__WHAT YOU ARE ASKED TO DO__: Your answer must be an exact copy of the records, minus any pictures.

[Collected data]
%%

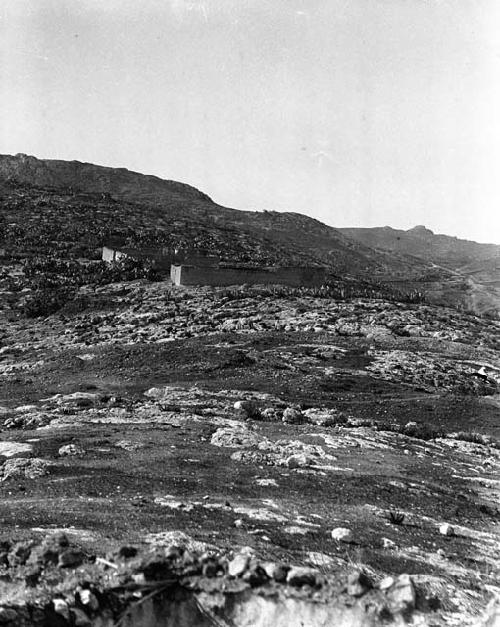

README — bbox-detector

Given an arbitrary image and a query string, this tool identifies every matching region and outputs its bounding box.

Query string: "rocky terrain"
[0,154,499,625]
[0,278,499,626]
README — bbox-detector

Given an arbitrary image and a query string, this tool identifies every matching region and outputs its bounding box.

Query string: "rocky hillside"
[2,153,499,314]
[0,153,434,279]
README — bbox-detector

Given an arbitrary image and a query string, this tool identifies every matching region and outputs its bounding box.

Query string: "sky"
[1,0,499,244]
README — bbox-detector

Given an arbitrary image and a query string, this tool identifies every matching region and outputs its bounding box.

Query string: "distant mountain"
[339,225,500,270]
[340,225,500,316]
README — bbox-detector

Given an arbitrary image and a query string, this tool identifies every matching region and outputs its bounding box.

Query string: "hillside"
[2,153,499,314]
[0,153,434,280]
[339,225,500,316]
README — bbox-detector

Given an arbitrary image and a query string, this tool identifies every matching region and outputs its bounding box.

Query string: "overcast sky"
[1,0,499,244]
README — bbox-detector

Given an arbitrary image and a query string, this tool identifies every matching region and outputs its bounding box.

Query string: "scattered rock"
[382,537,397,549]
[346,570,372,596]
[260,407,280,421]
[2,457,50,481]
[379,576,395,591]
[331,527,354,543]
[386,574,416,613]
[58,444,86,457]
[115,440,146,451]
[439,523,455,536]
[262,561,289,582]
[282,407,304,424]
[234,400,261,420]
[211,426,262,448]
[286,453,310,469]
[228,553,250,577]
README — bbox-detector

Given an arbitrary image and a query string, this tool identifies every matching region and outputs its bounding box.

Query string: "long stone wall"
[171,265,327,287]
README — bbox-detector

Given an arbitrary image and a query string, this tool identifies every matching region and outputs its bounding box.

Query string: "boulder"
[282,407,304,424]
[227,553,250,578]
[386,574,416,612]
[331,527,354,543]
[2,457,50,480]
[58,444,86,457]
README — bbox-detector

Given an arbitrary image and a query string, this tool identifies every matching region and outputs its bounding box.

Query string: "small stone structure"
[102,245,174,270]
[170,264,327,287]
[102,245,219,270]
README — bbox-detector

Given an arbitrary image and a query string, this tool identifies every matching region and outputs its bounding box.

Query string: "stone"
[346,570,372,597]
[234,400,260,420]
[261,407,279,421]
[115,440,146,451]
[58,444,86,456]
[439,523,455,536]
[262,561,289,582]
[286,566,319,587]
[282,407,304,424]
[210,426,261,448]
[331,527,354,543]
[2,458,50,480]
[379,576,395,591]
[0,441,33,461]
[286,453,309,469]
[382,537,397,549]
[78,589,99,611]
[228,553,250,577]
[386,574,416,612]
[53,598,70,619]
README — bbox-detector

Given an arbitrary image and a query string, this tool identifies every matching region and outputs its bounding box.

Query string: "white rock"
[14,405,38,413]
[379,576,395,591]
[439,523,455,536]
[0,441,33,460]
[331,527,354,543]
[382,537,397,549]
[58,444,86,457]
[386,574,416,611]
[228,553,250,577]
[52,599,69,618]
[286,454,309,469]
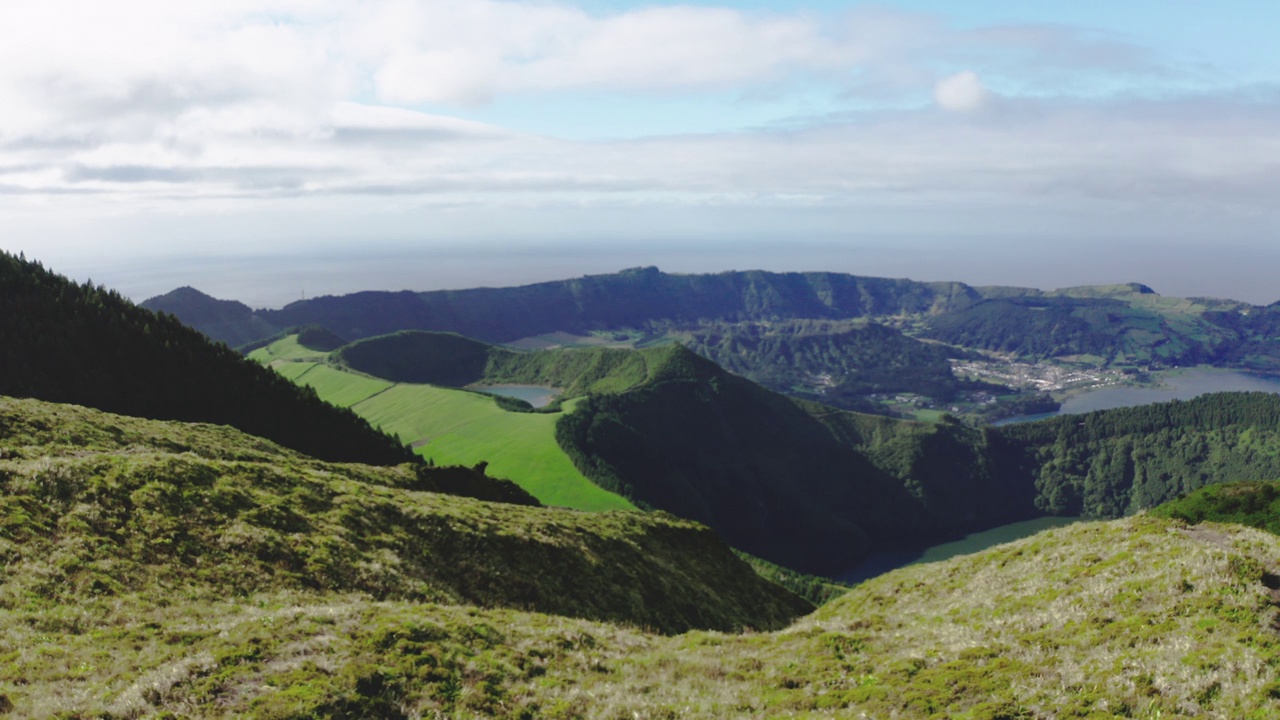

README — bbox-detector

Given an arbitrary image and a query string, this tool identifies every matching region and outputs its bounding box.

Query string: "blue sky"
[1,0,1277,305]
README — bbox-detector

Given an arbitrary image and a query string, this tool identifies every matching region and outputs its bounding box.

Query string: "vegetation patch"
[254,334,636,511]
[0,251,411,466]
[0,397,786,635]
[5,516,1280,718]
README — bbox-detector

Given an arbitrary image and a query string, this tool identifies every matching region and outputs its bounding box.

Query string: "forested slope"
[1001,392,1280,516]
[673,319,995,403]
[0,251,411,465]
[555,349,1034,572]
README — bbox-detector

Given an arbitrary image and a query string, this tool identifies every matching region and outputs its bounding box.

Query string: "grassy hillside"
[7,500,1280,718]
[0,396,808,634]
[252,335,635,512]
[0,251,412,466]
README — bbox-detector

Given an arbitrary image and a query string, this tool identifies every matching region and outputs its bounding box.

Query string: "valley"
[249,325,1280,580]
[8,251,1280,717]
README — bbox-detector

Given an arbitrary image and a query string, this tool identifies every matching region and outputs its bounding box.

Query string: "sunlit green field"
[254,336,634,512]
[248,335,331,364]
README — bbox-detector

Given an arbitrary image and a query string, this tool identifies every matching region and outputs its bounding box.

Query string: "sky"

%%

__EXERCISE RESULT__:
README — bbox-detector

Given an arbitrary image and a query string, this tool identifies every matching region and outputs its bounding box.

Query string: "rocky terrain"
[0,154,499,625]
[0,278,499,626]
README — bbox-detector

Given an arbitrary image and a query string, this tool identifies every matching region and outputs its bounding box.

Query string: "rocky hillside"
[2,153,499,314]
[0,153,434,279]
README — bbox-detector

Given an arbitrary image and a query string, this tool identifies every matching region and outputs its bounding box.

Query string: "sky"
[1,0,499,244]
README — bbox-detector

Given an arbitrary image and a query string, this tool identifies every matching region and outputs its bounding box.

Query string: "distant mountain"
[339,225,500,270]
[340,225,500,316]
README — bbox-detector

Given an arbitrary image and a query string, this tool identifies every matching region and outputs its bounding box.

Query string: "hillside"
[2,153,499,314]
[0,153,434,280]
[339,225,500,316]
README — bbox-detector

Given an arbitrary image and a query string, this tool identifies every matching region and outputs its bounding box.

Query string: "overcast sky"
[1,0,499,244]
README — bbox-detector

Given an arbitrary image and a query string, this tool identifies every matching region and outputs its bounding box.

Query string: "scattered rock"
[382,537,397,549]
[346,570,372,596]
[260,407,280,421]
[2,457,50,481]
[379,576,395,591]
[331,527,354,543]
[386,574,416,613]
[58,444,86,457]
[115,440,146,451]
[439,523,455,536]
[262,561,289,582]
[282,407,304,424]
[234,400,261,420]
[211,426,262,448]
[286,453,310,469]
[228,553,250,577]
README — bbox-detector

Given an arbitrary image and a query string, this tool identifies every matching region and outputs its bounding box.

Query string: "long stone wall"
[171,265,327,287]
README — bbox-detector

Given an arbitrary image and a query string, this tool identifies every matching region and outputs its bounding box.

Query string: "boulder"
[282,407,304,424]
[227,553,250,578]
[386,574,416,612]
[331,527,354,543]
[2,457,50,480]
[58,444,86,457]
README — bbox-detector

Given an arbitrary image and a query string, this tool identifies every matching region and outputs its bounding box.

Query string: "small stone structure"
[102,245,174,270]
[170,264,327,287]
[102,245,219,270]
README — bbox-detector

Given an arbitrary image and a query string, this tool identifies every matching region and outputs its bounding box.

Query string: "stone"
[346,570,372,597]
[234,400,260,420]
[261,407,279,421]
[115,440,146,451]
[58,444,86,456]
[439,523,455,536]
[262,561,289,582]
[286,566,319,587]
[282,407,304,424]
[210,426,261,448]
[331,527,354,543]
[2,458,50,480]
[379,576,395,591]
[0,441,33,461]
[286,453,309,469]
[382,537,397,549]
[78,589,99,611]
[228,553,250,577]
[386,574,416,612]
[53,598,70,619]
README — bbox-detector

Given an arbitrary image and a query string, this tool identifies every matching region and outputs its bounding box.

Query string: "white rock"
[14,405,38,413]
[379,576,395,591]
[439,523,455,536]
[0,441,33,460]
[331,527,354,543]
[382,537,397,549]
[58,444,86,457]
[386,574,416,611]
[228,553,250,577]
[52,599,69,618]
[286,454,309,469]

README — bbox-detector

Given an arbitrary image and a query string, this tool identifies every matching region and outputs its bounding box.

Query string: "blue sky"
[1,0,1277,305]
README — bbox-detector

Given an arbitrary image and a query string, this tool identifies every matching region and outputs its bounding box.

Query string: "vegetation patch"
[254,334,636,511]
[0,251,411,466]
[0,397,786,635]
[5,516,1280,718]
README — bbox-detector

Given an arbitrary image and a query string, this tool identifies every matching region and outputs its bounding box.

Query string: "forested slope"
[1001,392,1280,516]
[673,319,995,403]
[0,251,411,465]
[555,349,1034,572]
README — bbox-detector

Given an arbitrary image and a query string, this tool identifies every matching region and outputs its bounding box.

Query string: "grassy hillside"
[7,500,1280,718]
[0,396,808,634]
[252,335,635,512]
[0,251,412,466]
README — bbox-detector

Given an arbitrary image and a query string, this tool identifies every matching region and outputs its bounding box.

Query string: "valley"
[249,325,1280,580]
[8,251,1280,717]
README — bbox-detector

Given an arbitrary image and a query string, this tool identifies every matching region and outputs its bounding box.

Query string: "sunlit green field"
[254,336,634,512]
[248,335,331,364]
README — bbox-detector

Given an arbitrary image and a query string, this tool identifies every matching region and outputs its bounding box.

Query string: "sky"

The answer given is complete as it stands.